Begin AVAILABLE DATA

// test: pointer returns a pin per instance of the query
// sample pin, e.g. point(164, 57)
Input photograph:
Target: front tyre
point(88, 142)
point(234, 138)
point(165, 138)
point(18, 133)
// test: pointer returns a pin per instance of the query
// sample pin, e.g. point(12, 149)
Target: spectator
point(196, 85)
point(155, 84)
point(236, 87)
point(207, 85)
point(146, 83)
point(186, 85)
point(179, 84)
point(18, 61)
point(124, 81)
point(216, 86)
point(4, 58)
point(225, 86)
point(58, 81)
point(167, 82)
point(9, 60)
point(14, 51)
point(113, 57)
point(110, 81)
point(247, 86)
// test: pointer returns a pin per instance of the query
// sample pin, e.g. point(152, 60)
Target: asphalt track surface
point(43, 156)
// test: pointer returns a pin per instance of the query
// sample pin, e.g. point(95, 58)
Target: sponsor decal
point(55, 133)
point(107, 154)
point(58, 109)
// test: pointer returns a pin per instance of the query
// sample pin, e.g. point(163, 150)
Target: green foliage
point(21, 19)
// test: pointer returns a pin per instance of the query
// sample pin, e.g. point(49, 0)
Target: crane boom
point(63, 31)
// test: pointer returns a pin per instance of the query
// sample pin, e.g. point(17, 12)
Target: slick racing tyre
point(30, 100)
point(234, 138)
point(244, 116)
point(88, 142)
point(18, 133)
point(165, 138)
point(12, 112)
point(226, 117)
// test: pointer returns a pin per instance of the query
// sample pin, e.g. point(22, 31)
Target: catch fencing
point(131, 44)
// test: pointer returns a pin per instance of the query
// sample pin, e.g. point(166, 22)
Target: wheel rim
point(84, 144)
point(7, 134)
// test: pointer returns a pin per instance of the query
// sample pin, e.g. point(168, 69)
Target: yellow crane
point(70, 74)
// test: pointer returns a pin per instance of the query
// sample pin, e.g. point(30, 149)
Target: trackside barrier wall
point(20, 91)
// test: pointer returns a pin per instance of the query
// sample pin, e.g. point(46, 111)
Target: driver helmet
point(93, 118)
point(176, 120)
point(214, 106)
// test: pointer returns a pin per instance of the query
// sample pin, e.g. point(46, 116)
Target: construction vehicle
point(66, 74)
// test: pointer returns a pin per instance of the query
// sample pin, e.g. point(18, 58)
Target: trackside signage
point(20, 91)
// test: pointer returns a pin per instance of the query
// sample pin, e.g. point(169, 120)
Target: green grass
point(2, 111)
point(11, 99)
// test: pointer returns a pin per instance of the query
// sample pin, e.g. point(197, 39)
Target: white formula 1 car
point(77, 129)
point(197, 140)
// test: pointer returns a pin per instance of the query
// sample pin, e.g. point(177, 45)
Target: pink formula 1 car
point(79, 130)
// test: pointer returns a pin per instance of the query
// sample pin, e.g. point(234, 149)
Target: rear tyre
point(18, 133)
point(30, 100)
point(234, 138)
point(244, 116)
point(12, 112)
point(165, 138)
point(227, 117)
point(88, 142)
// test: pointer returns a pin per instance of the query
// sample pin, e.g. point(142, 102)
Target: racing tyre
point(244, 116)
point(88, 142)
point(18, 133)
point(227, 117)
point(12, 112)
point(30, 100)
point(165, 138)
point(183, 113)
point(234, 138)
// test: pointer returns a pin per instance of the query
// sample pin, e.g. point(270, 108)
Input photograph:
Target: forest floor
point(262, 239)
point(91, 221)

End AVAILABLE DATA
Begin AVAILABLE DATA

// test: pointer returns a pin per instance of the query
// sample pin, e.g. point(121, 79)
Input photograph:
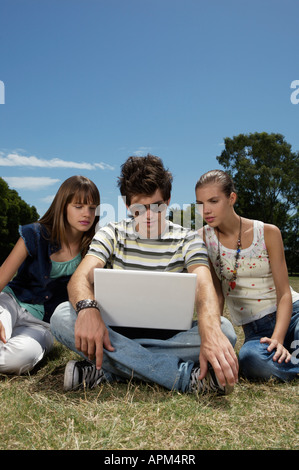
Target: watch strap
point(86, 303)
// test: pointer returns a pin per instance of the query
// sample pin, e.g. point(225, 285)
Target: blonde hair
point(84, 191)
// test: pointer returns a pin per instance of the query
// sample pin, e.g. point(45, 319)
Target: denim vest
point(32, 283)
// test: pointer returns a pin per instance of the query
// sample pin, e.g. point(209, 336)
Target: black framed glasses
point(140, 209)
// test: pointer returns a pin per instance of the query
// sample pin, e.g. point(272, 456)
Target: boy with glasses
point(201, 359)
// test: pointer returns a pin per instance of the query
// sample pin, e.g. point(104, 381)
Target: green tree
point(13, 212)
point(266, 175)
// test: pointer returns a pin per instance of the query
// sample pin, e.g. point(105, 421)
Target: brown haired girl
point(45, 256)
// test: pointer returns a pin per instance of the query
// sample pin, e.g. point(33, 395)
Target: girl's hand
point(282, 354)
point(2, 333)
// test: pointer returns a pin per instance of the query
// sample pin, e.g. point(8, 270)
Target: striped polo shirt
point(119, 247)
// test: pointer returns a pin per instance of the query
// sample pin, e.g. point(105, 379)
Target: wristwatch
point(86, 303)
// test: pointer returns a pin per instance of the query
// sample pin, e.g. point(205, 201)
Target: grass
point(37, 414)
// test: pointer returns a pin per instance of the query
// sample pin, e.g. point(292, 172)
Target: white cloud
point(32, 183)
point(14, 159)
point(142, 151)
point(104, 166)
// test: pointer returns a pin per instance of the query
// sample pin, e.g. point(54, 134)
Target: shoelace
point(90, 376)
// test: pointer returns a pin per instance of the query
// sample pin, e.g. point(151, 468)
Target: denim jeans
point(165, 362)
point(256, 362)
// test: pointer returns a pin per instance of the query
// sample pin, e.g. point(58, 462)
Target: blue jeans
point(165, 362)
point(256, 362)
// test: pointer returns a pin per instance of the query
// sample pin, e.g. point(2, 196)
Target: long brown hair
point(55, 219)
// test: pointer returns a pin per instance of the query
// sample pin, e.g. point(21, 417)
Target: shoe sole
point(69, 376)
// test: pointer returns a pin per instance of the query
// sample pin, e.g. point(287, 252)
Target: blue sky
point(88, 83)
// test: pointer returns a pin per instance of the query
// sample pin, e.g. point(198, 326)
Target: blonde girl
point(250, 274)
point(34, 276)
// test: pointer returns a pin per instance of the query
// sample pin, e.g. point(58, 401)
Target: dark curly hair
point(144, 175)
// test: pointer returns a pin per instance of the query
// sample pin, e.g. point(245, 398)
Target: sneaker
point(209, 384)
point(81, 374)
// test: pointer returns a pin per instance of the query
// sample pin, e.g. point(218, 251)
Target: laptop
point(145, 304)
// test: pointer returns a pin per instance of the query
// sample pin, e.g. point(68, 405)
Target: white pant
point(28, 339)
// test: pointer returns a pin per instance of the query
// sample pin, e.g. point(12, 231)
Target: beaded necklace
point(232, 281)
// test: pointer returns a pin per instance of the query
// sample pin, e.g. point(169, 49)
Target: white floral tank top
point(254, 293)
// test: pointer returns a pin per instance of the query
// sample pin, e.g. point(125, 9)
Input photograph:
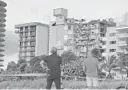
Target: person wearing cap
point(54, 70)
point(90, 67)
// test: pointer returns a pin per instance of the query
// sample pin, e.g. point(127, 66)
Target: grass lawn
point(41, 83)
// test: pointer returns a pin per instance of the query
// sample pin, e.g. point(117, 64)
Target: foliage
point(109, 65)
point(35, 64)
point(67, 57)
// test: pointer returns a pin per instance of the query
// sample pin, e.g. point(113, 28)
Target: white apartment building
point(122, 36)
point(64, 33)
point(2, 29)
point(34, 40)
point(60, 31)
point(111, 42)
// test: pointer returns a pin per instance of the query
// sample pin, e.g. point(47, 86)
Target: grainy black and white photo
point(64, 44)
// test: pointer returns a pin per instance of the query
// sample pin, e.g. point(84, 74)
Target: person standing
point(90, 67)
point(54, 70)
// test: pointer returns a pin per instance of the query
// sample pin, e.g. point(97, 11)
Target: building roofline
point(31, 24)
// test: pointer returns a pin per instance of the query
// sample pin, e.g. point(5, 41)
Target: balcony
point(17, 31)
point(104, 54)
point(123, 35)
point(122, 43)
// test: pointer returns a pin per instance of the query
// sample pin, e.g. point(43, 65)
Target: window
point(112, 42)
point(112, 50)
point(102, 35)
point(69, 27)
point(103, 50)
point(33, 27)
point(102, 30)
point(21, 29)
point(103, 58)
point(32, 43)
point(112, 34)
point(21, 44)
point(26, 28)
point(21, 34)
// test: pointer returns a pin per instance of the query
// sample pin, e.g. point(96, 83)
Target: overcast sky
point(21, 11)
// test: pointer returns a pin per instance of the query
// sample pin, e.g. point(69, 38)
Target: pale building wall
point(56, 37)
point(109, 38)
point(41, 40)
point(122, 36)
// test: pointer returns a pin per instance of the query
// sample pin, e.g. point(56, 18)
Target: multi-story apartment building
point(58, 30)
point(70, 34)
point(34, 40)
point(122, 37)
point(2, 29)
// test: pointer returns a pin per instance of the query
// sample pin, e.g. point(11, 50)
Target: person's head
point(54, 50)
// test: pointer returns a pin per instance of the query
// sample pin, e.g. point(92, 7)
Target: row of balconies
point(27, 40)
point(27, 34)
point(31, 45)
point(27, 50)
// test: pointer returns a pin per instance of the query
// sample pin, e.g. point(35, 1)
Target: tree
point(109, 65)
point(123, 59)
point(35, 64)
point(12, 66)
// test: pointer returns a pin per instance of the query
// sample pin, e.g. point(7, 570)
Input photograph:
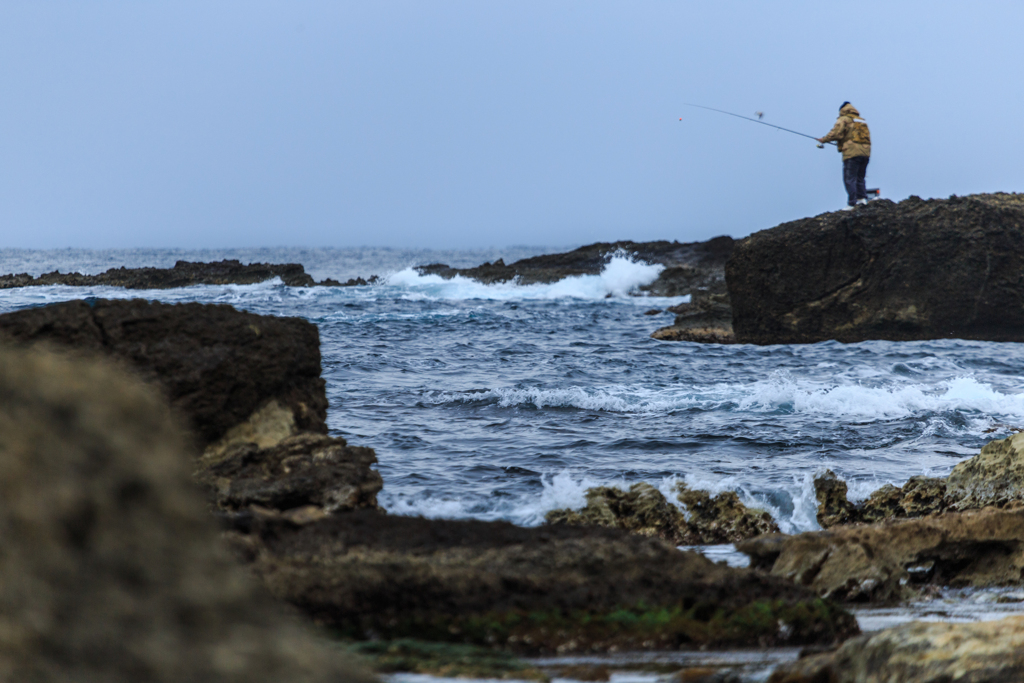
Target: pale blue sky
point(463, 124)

End AVAILABLE DATA
Begin AVAILABLE DATA

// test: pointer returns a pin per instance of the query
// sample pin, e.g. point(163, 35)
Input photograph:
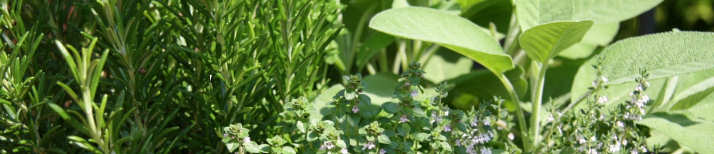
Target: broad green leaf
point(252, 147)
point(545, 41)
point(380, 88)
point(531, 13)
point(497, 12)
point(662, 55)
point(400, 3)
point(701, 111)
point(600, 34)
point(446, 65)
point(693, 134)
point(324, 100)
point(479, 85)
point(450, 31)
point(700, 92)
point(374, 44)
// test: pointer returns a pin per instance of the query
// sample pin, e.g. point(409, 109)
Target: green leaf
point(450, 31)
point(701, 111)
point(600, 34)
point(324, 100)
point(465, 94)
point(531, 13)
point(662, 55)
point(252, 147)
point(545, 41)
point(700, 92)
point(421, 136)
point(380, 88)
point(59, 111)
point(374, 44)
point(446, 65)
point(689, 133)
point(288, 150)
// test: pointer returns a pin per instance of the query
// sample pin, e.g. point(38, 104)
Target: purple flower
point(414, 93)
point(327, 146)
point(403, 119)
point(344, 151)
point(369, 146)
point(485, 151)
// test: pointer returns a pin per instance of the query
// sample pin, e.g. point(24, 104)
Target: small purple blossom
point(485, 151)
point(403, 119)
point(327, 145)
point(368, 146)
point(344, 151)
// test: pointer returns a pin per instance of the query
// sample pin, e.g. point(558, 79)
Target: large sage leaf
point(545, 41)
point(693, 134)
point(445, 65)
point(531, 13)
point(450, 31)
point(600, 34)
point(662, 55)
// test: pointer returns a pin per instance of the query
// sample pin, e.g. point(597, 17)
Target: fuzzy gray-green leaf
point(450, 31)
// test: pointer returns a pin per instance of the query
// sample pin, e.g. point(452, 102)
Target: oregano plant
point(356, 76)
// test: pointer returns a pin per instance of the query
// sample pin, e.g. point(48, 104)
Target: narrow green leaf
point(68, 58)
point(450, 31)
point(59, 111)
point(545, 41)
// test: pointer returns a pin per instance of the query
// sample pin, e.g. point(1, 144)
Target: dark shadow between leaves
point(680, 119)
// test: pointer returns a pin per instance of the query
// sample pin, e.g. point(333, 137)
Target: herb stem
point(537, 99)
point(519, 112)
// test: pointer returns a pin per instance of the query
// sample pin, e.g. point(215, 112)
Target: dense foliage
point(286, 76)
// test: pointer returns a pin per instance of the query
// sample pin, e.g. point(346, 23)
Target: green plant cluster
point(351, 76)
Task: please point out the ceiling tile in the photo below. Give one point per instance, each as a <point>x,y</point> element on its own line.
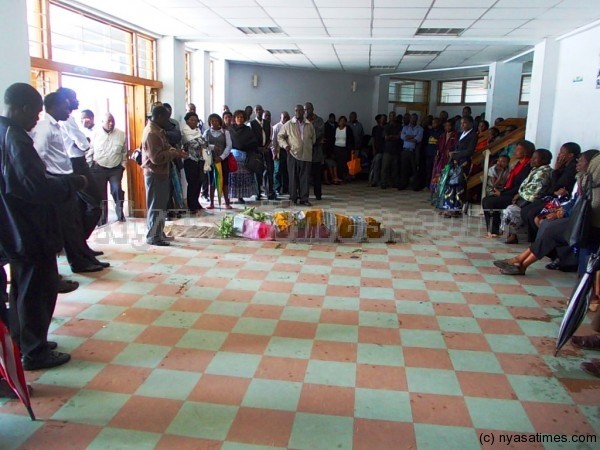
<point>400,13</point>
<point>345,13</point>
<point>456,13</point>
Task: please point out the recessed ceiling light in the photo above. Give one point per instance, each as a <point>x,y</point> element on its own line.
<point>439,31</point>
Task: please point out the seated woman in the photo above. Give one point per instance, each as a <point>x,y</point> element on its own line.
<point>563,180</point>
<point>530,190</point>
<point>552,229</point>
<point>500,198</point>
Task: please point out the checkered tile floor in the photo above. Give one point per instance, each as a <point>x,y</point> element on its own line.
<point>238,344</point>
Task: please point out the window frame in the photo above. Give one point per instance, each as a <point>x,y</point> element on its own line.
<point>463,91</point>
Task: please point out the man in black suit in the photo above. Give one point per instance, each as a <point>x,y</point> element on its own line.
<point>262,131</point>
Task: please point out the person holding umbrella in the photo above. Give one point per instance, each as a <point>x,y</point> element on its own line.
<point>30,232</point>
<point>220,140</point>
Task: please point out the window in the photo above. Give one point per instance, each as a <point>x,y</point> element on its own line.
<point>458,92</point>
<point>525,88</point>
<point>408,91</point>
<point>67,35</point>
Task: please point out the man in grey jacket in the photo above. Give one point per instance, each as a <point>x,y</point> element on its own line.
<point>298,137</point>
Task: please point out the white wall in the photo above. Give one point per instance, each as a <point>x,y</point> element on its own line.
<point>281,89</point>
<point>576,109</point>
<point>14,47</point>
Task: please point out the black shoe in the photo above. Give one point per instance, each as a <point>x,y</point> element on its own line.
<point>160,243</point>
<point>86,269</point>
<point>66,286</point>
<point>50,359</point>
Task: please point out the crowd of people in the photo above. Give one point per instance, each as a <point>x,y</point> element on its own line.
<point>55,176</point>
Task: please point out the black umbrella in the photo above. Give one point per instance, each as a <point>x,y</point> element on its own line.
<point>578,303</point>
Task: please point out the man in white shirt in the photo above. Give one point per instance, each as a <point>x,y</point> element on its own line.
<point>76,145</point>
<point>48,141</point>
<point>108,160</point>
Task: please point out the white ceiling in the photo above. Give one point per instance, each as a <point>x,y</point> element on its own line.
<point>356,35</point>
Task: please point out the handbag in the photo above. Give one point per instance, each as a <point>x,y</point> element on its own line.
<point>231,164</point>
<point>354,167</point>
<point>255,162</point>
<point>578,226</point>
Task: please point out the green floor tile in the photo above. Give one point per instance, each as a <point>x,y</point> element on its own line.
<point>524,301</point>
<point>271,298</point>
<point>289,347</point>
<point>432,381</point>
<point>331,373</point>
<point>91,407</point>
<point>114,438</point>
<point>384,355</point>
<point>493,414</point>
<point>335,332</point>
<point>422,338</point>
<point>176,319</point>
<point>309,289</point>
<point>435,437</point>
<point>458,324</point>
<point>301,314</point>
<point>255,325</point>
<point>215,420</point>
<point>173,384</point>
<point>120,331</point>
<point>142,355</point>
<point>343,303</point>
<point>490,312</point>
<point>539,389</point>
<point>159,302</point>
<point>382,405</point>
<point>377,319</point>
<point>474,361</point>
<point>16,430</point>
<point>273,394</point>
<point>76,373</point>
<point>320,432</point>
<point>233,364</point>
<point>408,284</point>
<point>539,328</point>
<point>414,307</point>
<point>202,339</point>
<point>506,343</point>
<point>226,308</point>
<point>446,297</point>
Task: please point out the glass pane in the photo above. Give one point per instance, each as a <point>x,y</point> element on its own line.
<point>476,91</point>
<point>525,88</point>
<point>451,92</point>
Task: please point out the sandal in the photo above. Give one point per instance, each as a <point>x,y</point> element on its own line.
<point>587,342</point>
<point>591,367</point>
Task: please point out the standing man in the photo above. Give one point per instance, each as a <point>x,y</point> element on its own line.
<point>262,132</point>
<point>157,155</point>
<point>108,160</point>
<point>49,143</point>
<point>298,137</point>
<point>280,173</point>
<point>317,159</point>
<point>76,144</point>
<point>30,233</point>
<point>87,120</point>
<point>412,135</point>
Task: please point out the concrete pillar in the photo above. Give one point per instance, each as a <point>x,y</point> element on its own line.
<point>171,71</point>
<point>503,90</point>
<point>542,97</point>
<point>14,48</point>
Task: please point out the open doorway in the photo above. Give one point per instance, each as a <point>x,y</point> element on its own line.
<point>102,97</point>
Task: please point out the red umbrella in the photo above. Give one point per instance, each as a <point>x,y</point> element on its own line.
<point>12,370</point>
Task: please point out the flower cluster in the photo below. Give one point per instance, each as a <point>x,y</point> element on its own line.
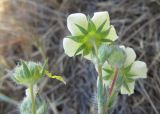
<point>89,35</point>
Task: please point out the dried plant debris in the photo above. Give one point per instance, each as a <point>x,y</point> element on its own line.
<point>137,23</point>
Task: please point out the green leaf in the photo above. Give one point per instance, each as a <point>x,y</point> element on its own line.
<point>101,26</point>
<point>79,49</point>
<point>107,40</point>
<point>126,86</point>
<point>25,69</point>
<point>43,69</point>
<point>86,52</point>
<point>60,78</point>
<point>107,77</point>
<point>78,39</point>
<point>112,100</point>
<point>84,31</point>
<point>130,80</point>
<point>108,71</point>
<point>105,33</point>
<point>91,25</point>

End AVAILABLE DATA

Pick out every line in the entries above that contains the word "blonde", treating uppercase and lowercase as different.

Target: blonde hair
Target: blonde girl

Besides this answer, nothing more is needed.